AIM OF THE EXERCISE:
Could you continue the news report on Cyclone Nisarga's landfall near Mumbai, picking up after its final sentence?

PAGE EXCERPT:

Cyclone Nisarga made landfall near Mumbai on Wednesday but largely spared the city already reeling from the Covid-19 pandemic even as it uprooted trees in nearby Raigad, Palghar and Pune districts and caused at least three deaths.
A 58-year-old man died when a power transformer fell on him while he was rushing home to escape the cyclone’s fury at Umate village in Raigad, police said. Two persons died and three were injured in two separate cyclone-related incidents in Pune district, an official said.
The cyclone, which struck two weeks after the cataclysmic Amphan in Bengal, buffeted Maharashtra’s coast with wind speeds of up to 120kmph, making landfall at 12.30pm at Alibaug in Raigad near Mumbai. The process was completed by 2.30pm, a senior IMD official said.
Cyclone Nisarga is expected to weaken into a deep depression within the next six hours. Late on Wednesday evening, it lay centred over Pune, the official said.
Mumbaikars and people in neighbouring areas, including those in coastal Gujarat districts, had braced for the cyclone but heaved a sigh of relief as Nisarga’s damage appeared largely limited to uprooting trees.
Ahead of the cyclone’s landfall, thousands of people in its path had been evacuated, trains rescheduled, flights cancelled, fishermen ordered out of the seas and rescue workers put on standby.

SUPPLIED RECORDS:

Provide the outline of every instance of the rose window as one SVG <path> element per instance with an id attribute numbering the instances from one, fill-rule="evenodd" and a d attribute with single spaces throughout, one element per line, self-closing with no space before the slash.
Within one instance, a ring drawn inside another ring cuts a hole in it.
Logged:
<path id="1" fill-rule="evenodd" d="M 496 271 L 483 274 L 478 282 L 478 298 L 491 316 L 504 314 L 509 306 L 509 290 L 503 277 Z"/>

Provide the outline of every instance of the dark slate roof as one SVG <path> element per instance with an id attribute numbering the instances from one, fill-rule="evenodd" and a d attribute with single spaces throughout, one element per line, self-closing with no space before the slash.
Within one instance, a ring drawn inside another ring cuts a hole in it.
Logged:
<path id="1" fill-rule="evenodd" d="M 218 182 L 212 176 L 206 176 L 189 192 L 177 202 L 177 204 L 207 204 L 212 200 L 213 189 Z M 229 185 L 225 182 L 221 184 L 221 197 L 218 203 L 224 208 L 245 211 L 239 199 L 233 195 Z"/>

OUTPUT OF THE TASK:
Mumbai, already the worst affected by the pandemic in the country, would have faced its first major cyclone in 72 years, according to Adam Sobel, a professor of atmospheric science at Columbia University in New York.
Nisarga blew in from the Arabian Sea, making landfall at the coastal town of Alibaug. Steeped in colonial history, Alibaug is a quaint little town located about 110km from Mumbai and is dotted with sandy beaches, forts and temples. Superstar Shah Rukh Khan has a sprawling bungalow in Alibaug. A speedboat takes 20 minutes to reach Mandwa jetty near Alibaug from Mumbai.
The IMD had warned that kuccha houses, trees and electric poles could fall as they might not be able to withstand the speed of the storm. However, as the cyclone weakened into a depression, it was clear that the extent of damage was far less than anticipated.
Pune-based Sucheta Nadkarny, 81, who lived in suburban Vile Parle during the last major cyclone to hit Mumbai in 1948, said: “I remember huge trees in our area were uprooted and plants in our garden destroyed. I was 10 years old then and remember this because my mother was heartbroken as the plants she had lovingly nurtured had been destroyed.”
Ahead of Nisarga’s landfall, the state government had asked people in vulnerable areas to shift to safer places. The Central Railway rescheduled special trains and many airlines cancelled their Mumbai operations.